### [Text der Seite]
---

Landeier leben einsam

Die RTL-Serie »Bauer sucht Frau« vertreibt auch noch die letzten romantischen Vorstellungen vom Landleben. von elke wittich

Von manchen Illusionen verabschiedet man sich spätestens dann, wenn man feststellen muss, dass die hübschen Geschichten, die einem im Kindergarten so erzählt werden, gar nicht wahr sind.

Dass Bauernhöfe nicht ausschließlich als Wellnessfarmen für niedliche Tierbabys dienen, ahnt man spätestens dann, wenn man die Zusammenhänge zwischen einem Wiener Schnitzel und dem geheimnisvollen Verschwinden des noch vor wenigen Wochen bei einem Besuch im Stall gestreichelten Kälbchens versteht.

---

### [Aufgaben]
1. Erkläre in ein bis drei Sätzen, wann man laut dem Artikel über »Bauer sucht Frau« ahnt, dass Bauernhöfe nicht nur als Wellnessfarmen für niedliche Tierbabys dienen.
2. Führe den Artikel über »Bauer sucht Frau« im gleichen Ton weiter und setze direkt nach dem letzten Satz ein.
Die Daten stammen aus einer anderen Quelle.

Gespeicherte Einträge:
---

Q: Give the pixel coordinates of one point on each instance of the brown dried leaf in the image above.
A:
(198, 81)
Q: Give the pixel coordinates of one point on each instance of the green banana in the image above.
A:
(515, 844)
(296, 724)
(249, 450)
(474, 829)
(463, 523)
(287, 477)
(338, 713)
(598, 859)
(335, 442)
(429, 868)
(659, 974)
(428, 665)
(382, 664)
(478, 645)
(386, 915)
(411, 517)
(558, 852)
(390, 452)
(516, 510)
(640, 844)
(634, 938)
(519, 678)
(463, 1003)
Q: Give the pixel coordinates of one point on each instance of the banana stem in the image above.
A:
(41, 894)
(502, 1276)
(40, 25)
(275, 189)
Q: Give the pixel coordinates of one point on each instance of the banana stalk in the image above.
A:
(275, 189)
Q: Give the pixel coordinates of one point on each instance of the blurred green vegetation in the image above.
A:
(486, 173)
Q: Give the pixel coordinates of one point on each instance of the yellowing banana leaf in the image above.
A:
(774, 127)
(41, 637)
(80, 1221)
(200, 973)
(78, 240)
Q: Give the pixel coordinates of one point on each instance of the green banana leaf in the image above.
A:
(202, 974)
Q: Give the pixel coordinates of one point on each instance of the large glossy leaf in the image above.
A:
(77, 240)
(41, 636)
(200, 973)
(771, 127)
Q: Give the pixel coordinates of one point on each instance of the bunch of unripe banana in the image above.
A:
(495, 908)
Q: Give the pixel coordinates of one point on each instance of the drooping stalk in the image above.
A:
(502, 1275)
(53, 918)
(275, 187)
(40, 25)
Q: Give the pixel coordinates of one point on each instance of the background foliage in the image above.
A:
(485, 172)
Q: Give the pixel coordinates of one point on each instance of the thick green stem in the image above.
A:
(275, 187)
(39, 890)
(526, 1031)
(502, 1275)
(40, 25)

---

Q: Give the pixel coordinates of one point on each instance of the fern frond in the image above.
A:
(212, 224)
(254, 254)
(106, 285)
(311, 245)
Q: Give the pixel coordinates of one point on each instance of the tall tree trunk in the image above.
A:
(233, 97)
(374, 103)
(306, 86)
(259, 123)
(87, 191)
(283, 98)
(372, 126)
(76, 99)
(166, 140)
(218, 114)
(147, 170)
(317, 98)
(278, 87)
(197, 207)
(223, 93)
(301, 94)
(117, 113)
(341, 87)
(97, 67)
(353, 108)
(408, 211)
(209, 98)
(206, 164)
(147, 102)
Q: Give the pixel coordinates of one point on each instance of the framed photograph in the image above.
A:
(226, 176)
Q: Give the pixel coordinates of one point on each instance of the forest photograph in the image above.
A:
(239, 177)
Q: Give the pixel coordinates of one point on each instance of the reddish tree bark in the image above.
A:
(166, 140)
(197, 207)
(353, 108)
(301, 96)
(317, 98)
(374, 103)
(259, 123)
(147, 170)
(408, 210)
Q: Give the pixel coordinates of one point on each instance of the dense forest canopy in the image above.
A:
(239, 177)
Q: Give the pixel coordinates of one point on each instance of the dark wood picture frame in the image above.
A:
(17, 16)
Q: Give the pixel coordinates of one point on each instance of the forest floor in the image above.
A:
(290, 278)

---

### [Die Antworten]
1. Man ahnt es spätestens dann, wenn man den Zusammenhang zwischen einem Wiener Schnitzel und dem geheimnisvollen Verschwinden des Kälbchens versteht. Dieses Kälbchen hatte man noch wenige Wochen zuvor bei einem Besuch im Stall gestreichelt.

2.
Und überhaupt, der Stall: Was einem in Bilderbüchern als so eine Art Puppenstube für nette Schweinchen, furchtbar liebe Kühe und lustige Schäfchen präsentiert wurde, ist in Wirklichkeit ein finsterer, unordentlicher Behälter für Viehzeug, das den ganzen Tag nichts anderes tut als zu fressen, vor sich hinzustinken und hin und wieder seine Besucher zu beißen.

Und auch sonst ist es auf einer Farm eher unschön: Der lustige rote Traktor, der mit einem fröhlichen »Puffpötter« durch die einschlägigen Geschichten fährt, ist in Wirklichkeit grün, riecht unangenehm und verteilt beim Überqueren des nur unzureichend gepflasterten Hofs eine Mischung aus Matsch und Tierkot über die belebte Umwelt. Die idyllisch-rosa blühenden Apfelbäumchen stehen neben einem Misthaufen und dienen Wespen als Homebase. Und im Bauernhaus werkelt nicht etwa eine grundgütige Oma in der mit von Generation zu Generation weitervererbten handgefertigten Möbeln ausgestatteten Küche vor sich hin, nein, am wie der Rest der Einrichtung aus den Siebzigern stammenden Resopaltisch öffnet eine bezahlte Putzfrau eine Konservendose mit matschigem Gemüse, zu dem später ermordetes Kalb serviert werden wird.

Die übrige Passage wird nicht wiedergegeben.